» Problem to solve
Render the entire listing below as a JSON list of strings, with one string for each line and blank lines omitted.

» Given data
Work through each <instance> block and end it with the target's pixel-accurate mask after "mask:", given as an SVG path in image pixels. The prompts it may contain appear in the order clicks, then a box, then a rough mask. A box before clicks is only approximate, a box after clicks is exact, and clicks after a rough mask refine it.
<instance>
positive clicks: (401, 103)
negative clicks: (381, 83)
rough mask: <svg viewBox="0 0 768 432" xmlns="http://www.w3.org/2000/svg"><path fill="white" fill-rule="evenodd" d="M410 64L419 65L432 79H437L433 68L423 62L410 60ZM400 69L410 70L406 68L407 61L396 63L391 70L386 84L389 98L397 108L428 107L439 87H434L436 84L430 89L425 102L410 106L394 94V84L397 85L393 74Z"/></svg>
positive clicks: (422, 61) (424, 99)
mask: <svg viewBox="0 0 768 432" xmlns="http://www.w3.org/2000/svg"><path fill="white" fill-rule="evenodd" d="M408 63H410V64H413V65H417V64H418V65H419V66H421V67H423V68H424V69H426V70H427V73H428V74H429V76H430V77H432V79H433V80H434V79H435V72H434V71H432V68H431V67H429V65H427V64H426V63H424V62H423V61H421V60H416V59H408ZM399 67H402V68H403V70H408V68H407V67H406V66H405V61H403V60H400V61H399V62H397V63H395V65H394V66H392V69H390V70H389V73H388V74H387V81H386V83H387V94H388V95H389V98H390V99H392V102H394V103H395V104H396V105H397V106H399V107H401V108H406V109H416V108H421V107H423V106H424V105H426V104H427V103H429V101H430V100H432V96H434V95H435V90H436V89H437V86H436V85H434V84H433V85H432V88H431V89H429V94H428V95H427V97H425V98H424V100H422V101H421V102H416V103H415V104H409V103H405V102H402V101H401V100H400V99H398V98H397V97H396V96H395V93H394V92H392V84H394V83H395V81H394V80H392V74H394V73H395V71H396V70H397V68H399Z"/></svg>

» Task solution
[
  "Work through each <instance> block and end it with the target's pixel-accurate mask after \"mask:\", given as an SVG path in image pixels. The prompts it may contain appear in the order clicks, then a box, then a rough mask. A box before clicks is only approximate, a box after clicks is exact, and clicks after a rough mask refine it.",
  "<instance>",
  "positive clicks: (401, 103)",
  "negative clicks: (381, 83)",
  "rough mask: <svg viewBox=\"0 0 768 432\" xmlns=\"http://www.w3.org/2000/svg\"><path fill=\"white\" fill-rule=\"evenodd\" d=\"M410 64L419 65L432 79H437L433 68L423 62L410 60ZM400 69L410 70L406 68L407 61L396 63L391 70L386 84L389 98L397 108L428 107L439 87H434L436 84L430 89L425 102L410 106L394 94V84L397 85L393 74Z\"/></svg>",
  "positive clicks: (422, 61) (424, 99)",
  "mask: <svg viewBox=\"0 0 768 432\" xmlns=\"http://www.w3.org/2000/svg\"><path fill=\"white\" fill-rule=\"evenodd\" d=\"M408 63H410V64H413V65H417V64H418V65H419V66H421V67H423V68H424V69H426V70H427V73H428V74H429V76H430V77H432V79H433V80H434V79H435V72H434V71H432V68H431V67H429V65H427V64H426V63H424V62H423V61H421V60H416V59H408ZM399 67H402V68H403V70H408V68H407V67H406V66H405V61H403V60H400V61H399V62H397V63H395V65H394V66H392V69H390V70H389V73H388V74H387V81H386V83H387V94H388V95H389V98H390V99H392V102H394V103H395V104H396V105H397V106H399V107H401V108H406V109H416V108H421V107H423V106H424V105H426V104H427V103H429V101H430V100H432V96H434V95H435V90H436V89H437V86H436V85H434V84H433V85H432V88H431V89H429V94H428V95H427V97H425V98H424V100H422V101H421V102H416V103H415V104H409V103H405V102H402V101H401V100H400V99H398V98H397V97H396V96H395V93H394V92H392V84H394V83H395V81H394V80H392V74H394V73H395V71H396V70H397V68H399Z\"/></svg>"
]